* Begin WORKING DATA *

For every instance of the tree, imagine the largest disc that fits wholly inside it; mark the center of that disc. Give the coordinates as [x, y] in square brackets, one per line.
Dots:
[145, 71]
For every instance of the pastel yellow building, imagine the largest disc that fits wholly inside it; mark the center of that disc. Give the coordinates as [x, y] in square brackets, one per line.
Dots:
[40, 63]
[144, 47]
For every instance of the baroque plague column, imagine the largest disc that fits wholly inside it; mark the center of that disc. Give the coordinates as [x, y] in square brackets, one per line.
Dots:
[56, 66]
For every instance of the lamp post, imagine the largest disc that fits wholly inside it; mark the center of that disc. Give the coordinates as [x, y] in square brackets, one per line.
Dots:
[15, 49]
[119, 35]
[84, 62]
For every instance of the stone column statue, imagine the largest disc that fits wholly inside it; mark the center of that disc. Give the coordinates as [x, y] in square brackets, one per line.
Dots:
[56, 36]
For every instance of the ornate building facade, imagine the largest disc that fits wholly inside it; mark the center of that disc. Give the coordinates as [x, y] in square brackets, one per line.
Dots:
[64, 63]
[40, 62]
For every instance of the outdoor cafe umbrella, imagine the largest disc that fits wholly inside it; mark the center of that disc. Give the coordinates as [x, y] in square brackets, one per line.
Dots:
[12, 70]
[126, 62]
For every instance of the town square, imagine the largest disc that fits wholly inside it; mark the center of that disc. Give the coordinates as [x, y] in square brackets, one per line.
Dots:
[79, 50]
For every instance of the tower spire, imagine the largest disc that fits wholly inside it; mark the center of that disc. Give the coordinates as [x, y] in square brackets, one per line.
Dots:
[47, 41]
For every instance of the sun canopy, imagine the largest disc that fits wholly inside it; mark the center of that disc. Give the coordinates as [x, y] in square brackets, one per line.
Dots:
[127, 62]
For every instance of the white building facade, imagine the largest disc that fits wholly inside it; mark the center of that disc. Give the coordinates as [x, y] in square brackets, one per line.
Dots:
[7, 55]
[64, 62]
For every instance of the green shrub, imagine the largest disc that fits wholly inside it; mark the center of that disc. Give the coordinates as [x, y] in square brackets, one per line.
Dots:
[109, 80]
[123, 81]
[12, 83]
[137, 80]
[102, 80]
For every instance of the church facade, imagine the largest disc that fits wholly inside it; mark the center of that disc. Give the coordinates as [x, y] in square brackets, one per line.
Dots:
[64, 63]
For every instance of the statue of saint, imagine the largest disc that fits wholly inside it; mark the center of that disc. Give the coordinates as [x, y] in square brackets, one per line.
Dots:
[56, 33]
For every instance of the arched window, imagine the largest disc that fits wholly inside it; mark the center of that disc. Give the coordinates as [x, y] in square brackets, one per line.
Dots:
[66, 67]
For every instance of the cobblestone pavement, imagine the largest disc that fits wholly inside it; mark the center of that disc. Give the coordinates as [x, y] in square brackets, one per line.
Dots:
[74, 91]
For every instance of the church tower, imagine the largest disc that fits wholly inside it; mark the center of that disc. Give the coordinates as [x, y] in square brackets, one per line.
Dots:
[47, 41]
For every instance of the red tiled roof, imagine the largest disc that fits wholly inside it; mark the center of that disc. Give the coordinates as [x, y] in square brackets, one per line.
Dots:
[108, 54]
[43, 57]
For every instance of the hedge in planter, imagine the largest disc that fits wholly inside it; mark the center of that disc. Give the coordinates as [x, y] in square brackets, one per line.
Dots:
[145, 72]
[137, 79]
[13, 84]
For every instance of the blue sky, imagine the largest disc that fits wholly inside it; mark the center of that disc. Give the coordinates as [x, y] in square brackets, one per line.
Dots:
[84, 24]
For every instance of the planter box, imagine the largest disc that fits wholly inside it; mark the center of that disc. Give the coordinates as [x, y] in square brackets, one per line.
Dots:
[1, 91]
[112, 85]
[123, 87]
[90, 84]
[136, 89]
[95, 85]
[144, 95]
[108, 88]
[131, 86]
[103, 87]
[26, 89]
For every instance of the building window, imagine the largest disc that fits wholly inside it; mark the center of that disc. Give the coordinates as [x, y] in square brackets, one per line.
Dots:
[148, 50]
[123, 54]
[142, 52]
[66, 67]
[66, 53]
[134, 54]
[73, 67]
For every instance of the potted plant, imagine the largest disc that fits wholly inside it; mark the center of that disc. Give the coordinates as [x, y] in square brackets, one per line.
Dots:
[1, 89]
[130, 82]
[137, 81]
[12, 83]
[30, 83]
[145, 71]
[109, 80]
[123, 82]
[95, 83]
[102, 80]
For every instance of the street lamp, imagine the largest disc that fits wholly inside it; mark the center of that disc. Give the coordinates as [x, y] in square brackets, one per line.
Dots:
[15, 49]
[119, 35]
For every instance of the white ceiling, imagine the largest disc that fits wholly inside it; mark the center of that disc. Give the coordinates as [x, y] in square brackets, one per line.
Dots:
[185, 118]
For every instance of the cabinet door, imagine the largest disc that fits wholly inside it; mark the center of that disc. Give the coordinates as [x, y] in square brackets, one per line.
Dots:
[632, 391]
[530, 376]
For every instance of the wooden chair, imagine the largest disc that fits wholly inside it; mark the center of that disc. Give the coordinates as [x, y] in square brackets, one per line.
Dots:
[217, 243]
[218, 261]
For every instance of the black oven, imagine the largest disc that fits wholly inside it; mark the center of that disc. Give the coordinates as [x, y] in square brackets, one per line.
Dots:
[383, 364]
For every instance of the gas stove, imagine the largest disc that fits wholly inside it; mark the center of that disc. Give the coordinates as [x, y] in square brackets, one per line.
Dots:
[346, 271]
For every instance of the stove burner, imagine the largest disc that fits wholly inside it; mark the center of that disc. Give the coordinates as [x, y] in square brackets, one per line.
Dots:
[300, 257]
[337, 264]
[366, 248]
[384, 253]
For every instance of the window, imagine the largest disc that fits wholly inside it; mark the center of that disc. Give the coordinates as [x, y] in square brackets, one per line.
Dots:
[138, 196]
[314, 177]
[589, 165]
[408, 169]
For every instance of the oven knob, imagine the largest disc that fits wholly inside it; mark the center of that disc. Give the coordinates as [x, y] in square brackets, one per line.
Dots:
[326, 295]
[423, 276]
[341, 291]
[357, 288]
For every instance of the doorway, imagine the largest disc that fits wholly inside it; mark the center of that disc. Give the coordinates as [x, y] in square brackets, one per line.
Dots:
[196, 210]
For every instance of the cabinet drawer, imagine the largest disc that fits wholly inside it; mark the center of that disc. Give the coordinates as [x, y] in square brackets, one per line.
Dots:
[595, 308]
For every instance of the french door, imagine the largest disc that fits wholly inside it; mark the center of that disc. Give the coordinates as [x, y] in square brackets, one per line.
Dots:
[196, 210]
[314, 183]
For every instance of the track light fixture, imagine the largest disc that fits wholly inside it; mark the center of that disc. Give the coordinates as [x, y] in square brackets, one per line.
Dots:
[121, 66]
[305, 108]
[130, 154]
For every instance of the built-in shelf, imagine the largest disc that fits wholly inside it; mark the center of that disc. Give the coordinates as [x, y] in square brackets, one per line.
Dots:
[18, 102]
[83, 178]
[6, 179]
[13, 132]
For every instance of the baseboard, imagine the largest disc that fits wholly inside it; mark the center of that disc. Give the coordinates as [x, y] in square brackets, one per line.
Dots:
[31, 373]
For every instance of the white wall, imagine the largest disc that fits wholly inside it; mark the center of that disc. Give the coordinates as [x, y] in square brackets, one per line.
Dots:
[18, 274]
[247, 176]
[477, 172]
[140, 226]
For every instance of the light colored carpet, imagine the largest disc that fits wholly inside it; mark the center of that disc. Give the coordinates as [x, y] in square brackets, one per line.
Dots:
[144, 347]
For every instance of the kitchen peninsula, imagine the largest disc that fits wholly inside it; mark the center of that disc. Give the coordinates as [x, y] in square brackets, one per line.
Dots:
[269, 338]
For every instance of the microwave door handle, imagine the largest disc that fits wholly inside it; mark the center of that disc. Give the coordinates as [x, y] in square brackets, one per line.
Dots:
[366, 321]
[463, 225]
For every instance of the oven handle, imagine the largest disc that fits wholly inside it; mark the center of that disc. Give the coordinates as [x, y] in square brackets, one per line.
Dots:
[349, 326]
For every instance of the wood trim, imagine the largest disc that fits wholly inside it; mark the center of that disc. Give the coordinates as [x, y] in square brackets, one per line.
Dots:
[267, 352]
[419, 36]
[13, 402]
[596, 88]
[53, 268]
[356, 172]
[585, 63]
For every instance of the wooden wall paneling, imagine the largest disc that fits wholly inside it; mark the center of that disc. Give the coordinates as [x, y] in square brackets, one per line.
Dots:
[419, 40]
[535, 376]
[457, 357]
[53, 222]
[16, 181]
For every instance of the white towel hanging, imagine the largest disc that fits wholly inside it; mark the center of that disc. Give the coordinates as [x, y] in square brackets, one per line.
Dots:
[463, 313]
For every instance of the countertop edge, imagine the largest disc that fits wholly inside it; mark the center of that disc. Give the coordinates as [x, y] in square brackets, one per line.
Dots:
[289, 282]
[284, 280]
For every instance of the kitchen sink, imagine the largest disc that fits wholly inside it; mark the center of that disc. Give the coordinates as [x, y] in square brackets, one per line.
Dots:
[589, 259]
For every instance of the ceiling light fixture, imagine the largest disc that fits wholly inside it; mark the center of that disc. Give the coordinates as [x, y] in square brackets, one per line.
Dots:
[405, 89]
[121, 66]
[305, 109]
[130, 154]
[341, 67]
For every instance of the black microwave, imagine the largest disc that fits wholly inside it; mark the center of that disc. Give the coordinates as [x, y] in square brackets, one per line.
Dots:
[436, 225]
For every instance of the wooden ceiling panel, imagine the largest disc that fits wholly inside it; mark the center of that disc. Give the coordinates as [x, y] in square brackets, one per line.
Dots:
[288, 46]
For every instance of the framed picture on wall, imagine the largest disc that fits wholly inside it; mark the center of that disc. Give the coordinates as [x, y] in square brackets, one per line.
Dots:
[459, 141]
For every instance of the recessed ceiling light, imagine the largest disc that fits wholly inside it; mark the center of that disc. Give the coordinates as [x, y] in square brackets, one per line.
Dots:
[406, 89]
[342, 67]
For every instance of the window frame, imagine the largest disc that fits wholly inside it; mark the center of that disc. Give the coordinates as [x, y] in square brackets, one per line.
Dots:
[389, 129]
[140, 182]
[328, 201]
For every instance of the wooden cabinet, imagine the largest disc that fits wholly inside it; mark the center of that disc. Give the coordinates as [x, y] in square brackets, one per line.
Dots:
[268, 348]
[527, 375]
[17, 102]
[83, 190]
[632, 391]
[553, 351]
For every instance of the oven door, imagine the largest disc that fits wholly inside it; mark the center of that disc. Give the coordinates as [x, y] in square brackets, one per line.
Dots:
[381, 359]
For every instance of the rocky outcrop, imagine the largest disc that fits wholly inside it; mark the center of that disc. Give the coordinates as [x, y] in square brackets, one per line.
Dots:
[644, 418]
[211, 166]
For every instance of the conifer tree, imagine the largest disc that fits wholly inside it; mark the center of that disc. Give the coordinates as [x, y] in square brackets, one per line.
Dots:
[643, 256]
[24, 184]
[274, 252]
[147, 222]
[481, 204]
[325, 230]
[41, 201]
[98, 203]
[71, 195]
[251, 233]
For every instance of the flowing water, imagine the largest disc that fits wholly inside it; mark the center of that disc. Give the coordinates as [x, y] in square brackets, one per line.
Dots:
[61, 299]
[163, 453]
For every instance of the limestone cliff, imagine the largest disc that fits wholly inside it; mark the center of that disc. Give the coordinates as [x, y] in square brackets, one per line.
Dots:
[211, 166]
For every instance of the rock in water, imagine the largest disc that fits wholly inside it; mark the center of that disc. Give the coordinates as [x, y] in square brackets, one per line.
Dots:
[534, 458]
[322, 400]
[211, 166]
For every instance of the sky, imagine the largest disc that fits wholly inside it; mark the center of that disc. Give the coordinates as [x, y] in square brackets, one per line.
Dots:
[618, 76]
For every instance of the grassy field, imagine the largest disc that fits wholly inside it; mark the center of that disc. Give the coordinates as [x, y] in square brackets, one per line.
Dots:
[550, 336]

* End WORKING DATA *

PROBLEM DETAILS.
Starting at the line that contains "For every instance of the limestone", quote each remaining line of the entries above, unchanged.

SOLUTION TO THIS TASK.
For every instance of the limestone cliff, imagine the largest disc that fits wholly inside it; mark the center of that disc. Give the coordinates as [x, y] in square brackets, one per line.
Dots:
[211, 166]
For every instance of the rock in water, imagine the largest disc that fits wholly inside it; mark the center of that disc. Give the coordinates as [x, y] in square brackets, one per line.
Dots:
[534, 458]
[322, 400]
[211, 166]
For every instance of the sky, imagine the largest disc that fits wholly inside it; mark the center of that disc. Give the coordinates as [x, y] in square brackets, one per line.
Dots:
[618, 76]
For every instance of the grassy field, imagine the largest disc that fits wholly inside it; mark the center of that disc. Give the coordinates as [x, y] in square brackets, one per line.
Dots:
[550, 336]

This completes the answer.